Document extract:
_____

# Renting, to owning. Questions



## Hookineyezz (Sep 11, 2008)

Alright I will give you my scenario. I am renting a house from my friends mother. House was built in 1956 by the grandmother, and lived in till she passed 4 years ago. I have been renting here for 2 years now. I basically cover the cost of the taxes etc, so the cost is not a burden on my friends widowed mother. She is now to the point where she wants to get rid of the house. She has her own house and had to go through an unexpectied passing of her huband. 

She has offered it to us, with I feel a decent price, but I know there are probly things that need to be brought up to current code. She wants to sell the house as-is, but I told her it needs to be looked at first, so I dont get screwed with 20K in issues that need to bring it up to code. 

I need to find out how much I am going to have to sink into this place to bring it up to code. That is going to determine on how I go about purchasing the place. She has offered me an outright sale, land contract, or a lease option with balloon.

The house is located in trenton. Where can I find an inspector, that knows current codes for our city? Or should I just call the building dept?


----------



## Jekart (Apr 27, 2006)

Just as an FYI - 5-10 old houses do not meet todays codes. You will not get a 50+ year old home to meet the current standards. There are provisions in the codes for such. Your best bet is to have the home evaluated by industry professionals (ie, builder, elec, plbg, mech) to determine the current state of the systems and determine if there are any potential or immediate issues.

_____

Given material:
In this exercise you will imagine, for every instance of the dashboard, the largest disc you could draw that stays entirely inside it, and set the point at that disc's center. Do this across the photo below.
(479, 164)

_____

Work to complete:
(A) Answer these questions about the house-buying thread, each on its own line:
(i) In what year was the house built?
(ii) Which three ways of buying the house has the owner offered?
(iii) In which city is the house located?
(B) In the house-buying thread, rewrite the passage that begins at "I need to find" and stops after "option with balloon.", replacing "outright sale" with "cash sale".

Expected responses:
(A)
(i) 1956
(ii) An outright sale, a land contract, or a lease option with balloon
(iii) Trenton

(B)
I need to find out how much I am going to have to sink into this place to bring it up to code. That is going to determine on how I go about purchasing the place. She has offered me an cash sale, land contract, or a lease option with balloon.